* [Records for the task]
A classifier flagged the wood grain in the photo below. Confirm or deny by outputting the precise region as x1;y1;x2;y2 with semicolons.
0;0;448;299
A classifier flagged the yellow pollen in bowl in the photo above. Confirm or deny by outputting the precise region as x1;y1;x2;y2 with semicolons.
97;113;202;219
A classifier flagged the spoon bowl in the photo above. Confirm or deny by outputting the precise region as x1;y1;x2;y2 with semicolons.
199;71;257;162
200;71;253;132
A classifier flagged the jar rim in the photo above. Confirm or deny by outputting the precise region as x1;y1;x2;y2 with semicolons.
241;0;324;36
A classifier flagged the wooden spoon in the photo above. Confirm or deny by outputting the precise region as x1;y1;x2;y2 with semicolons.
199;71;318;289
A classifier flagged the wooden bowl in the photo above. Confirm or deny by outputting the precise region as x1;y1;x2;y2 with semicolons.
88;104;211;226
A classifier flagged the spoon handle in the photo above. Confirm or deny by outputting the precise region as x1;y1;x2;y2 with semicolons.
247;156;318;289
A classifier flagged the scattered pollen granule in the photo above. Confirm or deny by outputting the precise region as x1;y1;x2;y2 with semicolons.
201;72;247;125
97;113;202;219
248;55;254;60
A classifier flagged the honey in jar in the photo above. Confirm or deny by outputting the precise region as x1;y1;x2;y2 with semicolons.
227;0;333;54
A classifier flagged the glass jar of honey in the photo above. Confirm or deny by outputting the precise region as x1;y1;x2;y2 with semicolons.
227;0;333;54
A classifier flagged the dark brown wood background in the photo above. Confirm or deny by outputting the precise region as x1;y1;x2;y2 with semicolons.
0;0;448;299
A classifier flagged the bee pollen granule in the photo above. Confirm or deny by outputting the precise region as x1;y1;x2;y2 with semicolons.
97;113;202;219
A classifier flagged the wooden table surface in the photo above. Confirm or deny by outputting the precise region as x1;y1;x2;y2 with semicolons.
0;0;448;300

* [About this exercise] Would you transcribe the entire listing above without any deviation?

* [Written solution]
A classifier flagged the wood grain in the photo below. Confirm or deny by outputting the precise region as x1;y1;x2;y2 with semicolons.
0;0;448;299
A classifier flagged the yellow pollen in bowl in the photo above. Confirm or deny by outputting the precise region as x1;y1;x2;y2 with semicolons.
97;113;202;219
A classifier flagged the spoon bowl in the photo above. Confirm or deny by outputting the precise region as x1;y1;x2;y2 with semicolons.
199;71;257;162
200;71;253;132
A classifier flagged the jar rim in the photo above. Confirm or deny by outputting the precise region as x1;y1;x2;y2 with semicolons.
241;0;324;36
A classifier flagged the wooden spoon in the photo above. Confirm or deny by outputting the precise region as x1;y1;x2;y2 with semicolons.
199;71;318;289
A classifier flagged the wooden bowl in the photo above. Confirm or deny by outputting the precise region as x1;y1;x2;y2 with semicolons.
88;104;211;226
A classifier flagged the spoon handle in the photo above. Confirm or deny by outputting the precise region as x1;y1;x2;y2 with semicolons.
247;156;318;289
A classifier flagged the scattered pollen granule in the photo above. Confirm or deny by outputting the precise region as x1;y1;x2;y2 with semicolons.
201;72;247;125
97;113;202;219
248;55;254;60
A classifier flagged the honey in jar in the photo above. Confirm or deny by outputting the precise region as x1;y1;x2;y2 with semicolons.
227;0;333;54
A classifier flagged the glass jar of honey in the photo above. Confirm or deny by outputting the precise region as x1;y1;x2;y2 with semicolons.
227;0;333;54
A classifier flagged the dark brown wood background in the photo above. Confirm or deny by outputting the precise region as x1;y1;x2;y2 with semicolons.
0;0;448;299
A classifier flagged the bee pollen granule in the photo above. Confirm or deny by outputting the precise region as x1;y1;x2;y2 with semicolons.
97;113;202;219
A classifier flagged the wooden table surface in the photo above. Confirm or deny by outputting the precise region as x1;y1;x2;y2 with semicolons.
0;0;448;300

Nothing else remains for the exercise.